§ What is asked:
Write out all the entries below as a numbered list of lines, skipping blank lines and leaving out the pictures.

§ Provided data:

* START *

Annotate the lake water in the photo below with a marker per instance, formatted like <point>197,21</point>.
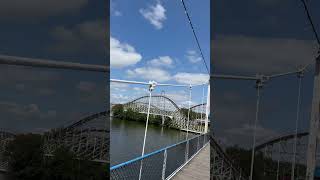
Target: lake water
<point>127,139</point>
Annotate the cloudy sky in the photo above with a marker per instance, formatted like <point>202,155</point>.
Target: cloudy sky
<point>266,37</point>
<point>34,99</point>
<point>152,40</point>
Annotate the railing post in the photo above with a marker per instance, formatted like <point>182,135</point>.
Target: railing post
<point>164,165</point>
<point>187,151</point>
<point>198,145</point>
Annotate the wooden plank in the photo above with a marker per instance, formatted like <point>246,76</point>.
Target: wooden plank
<point>198,168</point>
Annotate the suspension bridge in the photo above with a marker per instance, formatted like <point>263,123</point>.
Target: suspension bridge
<point>165,107</point>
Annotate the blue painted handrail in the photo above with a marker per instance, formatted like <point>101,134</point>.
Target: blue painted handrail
<point>150,154</point>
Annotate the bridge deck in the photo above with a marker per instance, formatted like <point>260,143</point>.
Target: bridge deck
<point>198,168</point>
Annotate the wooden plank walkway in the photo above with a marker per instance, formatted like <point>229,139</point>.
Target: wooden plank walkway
<point>198,168</point>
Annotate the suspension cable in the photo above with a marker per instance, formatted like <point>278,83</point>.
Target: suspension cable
<point>306,9</point>
<point>300,76</point>
<point>258,86</point>
<point>195,35</point>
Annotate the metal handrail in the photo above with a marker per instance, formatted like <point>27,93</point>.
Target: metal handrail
<point>150,154</point>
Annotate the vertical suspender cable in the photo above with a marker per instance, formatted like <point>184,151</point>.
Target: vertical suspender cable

* END *

§ Solution:
1. Annotate the lake water in the photo below with a marker per instance, formatted like <point>197,21</point>.
2. Target: lake water
3. <point>127,139</point>
4. Annotate the cloudy sky in the photo above with a marker per instance, formatted like <point>202,155</point>.
5. Target: cloudy sky
6. <point>266,37</point>
7. <point>34,99</point>
8. <point>152,40</point>
9. Annotate the railing post in the photo above with a marker per instance, formatted like <point>182,135</point>.
10. Target: railing post
11. <point>164,165</point>
12. <point>187,151</point>
13. <point>198,145</point>
14. Annotate the wooden plank in the photo above with a marker per instance, formatted like <point>246,76</point>.
15. Target: wooden plank
16. <point>198,168</point>
17. Annotate the suspension bridge in the photo above with a marker per instance, formatted like <point>263,123</point>.
18. Target: suspension bridge
19. <point>165,107</point>
20. Annotate the blue painted handrail in the photo above with a marker per instance, formatted like <point>101,134</point>.
21. Target: blue painted handrail
22. <point>150,154</point>
23. Annotate the bridge deck in the photo above with a marker per instance, formatted like <point>260,143</point>.
24. Target: bridge deck
25. <point>198,168</point>
26. Annotate the wooden plank walkway in the photo above with a marker per instance, formatted like <point>229,139</point>.
27. Target: wooden plank walkway
28. <point>198,168</point>
29. Annotate the suspension cable in the photo above with a marker per instance, formatted like <point>278,83</point>.
30. Target: suspension cable
31. <point>306,9</point>
32. <point>300,76</point>
33. <point>258,86</point>
34. <point>195,35</point>
35. Annotate the metal handrail in the photo above with a marker per instance, formatted like <point>27,93</point>.
36. Target: metal handrail
37. <point>150,154</point>
38. Annotate the vertical suspender cable in the photo above with a marker per instance, formatted like <point>184,151</point>.
39. Target: vertical suspender cable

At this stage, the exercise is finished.